-- YOUR GOAL --
Locate the line that contains "shutter in the photo above." in the entries below. Retype it and all following lines through the final one, character for character.

-- INFORMATION SHOWN --
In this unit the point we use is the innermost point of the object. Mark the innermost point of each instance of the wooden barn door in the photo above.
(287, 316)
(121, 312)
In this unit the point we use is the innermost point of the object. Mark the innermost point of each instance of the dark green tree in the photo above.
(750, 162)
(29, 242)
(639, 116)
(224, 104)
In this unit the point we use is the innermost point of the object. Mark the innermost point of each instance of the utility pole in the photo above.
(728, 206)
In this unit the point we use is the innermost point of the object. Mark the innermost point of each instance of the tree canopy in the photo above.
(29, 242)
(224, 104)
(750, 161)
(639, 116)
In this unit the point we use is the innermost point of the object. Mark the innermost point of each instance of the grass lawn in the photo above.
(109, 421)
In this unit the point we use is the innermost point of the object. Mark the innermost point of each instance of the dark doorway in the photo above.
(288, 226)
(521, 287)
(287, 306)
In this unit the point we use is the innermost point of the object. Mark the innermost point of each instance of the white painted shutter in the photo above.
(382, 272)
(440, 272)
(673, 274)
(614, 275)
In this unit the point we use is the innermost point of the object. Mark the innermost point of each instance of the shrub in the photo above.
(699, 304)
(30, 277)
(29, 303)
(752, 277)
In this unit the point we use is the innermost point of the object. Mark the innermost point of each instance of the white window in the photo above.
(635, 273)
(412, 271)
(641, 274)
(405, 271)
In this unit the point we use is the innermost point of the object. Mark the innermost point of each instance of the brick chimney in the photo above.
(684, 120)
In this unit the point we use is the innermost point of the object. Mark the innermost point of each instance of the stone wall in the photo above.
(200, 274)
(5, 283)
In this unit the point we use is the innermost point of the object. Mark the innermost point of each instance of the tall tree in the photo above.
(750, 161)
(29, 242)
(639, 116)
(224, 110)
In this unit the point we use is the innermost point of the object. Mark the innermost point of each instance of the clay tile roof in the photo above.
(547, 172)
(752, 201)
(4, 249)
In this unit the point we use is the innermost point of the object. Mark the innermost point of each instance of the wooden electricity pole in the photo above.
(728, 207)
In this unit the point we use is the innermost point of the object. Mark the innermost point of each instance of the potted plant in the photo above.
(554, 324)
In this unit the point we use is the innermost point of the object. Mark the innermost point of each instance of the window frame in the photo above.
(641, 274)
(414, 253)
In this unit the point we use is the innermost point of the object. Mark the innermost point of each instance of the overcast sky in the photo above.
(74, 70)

-- SOLUTION FOR THIS EXERCISE --
In this unit the point we use is the innermost point of the object. Mark the innermost point of each instance of the white painted shutter in the photo above.
(382, 272)
(440, 272)
(673, 274)
(614, 275)
In this unit the point we use is the innermost point of the object. Mark the innermost point of each instance of the shrub in the photo above.
(699, 304)
(30, 277)
(29, 303)
(752, 277)
In this unit the point we use is the innermost point of the object. Mark the innermost point of each instance of the white window in the photo above.
(635, 273)
(412, 271)
(641, 274)
(405, 271)
In this unit the point we use is the innermost point of the object. Mark the innermost point of each instance of the brick chimney in the photo above.
(684, 120)
In this unit the point we use is the innermost point of the object. Mark the innermost point of each instance of the stone wall in the photo above.
(200, 274)
(5, 283)
In this unit the point we use is the innermost point of the object. Mark the innermost point of each instance of the tall tree in the photo above.
(750, 161)
(29, 242)
(639, 116)
(224, 110)
In this unit the point we use is the innermost point of the object. Mark the innermost point of each instance of the clay tile roof in the photo above.
(547, 172)
(752, 201)
(4, 249)
In this unit the point we use is the innermost point of the object. Mark the innermost point of each instance of the wooden electricity pole in the photo above.
(728, 207)
In this unit the point we use is the innermost point of the object. Mark the innermost point of each instance of the potted plant in the photo above.
(554, 324)
In this unit the point we use is the innermost point of the object. Mark the innermost point of each instance of the window frame in the photo above.
(641, 274)
(414, 253)
In this unit the point we use is the innermost point of the object. Mark the innermost point of each instance of the overcast sky in the photo above.
(74, 70)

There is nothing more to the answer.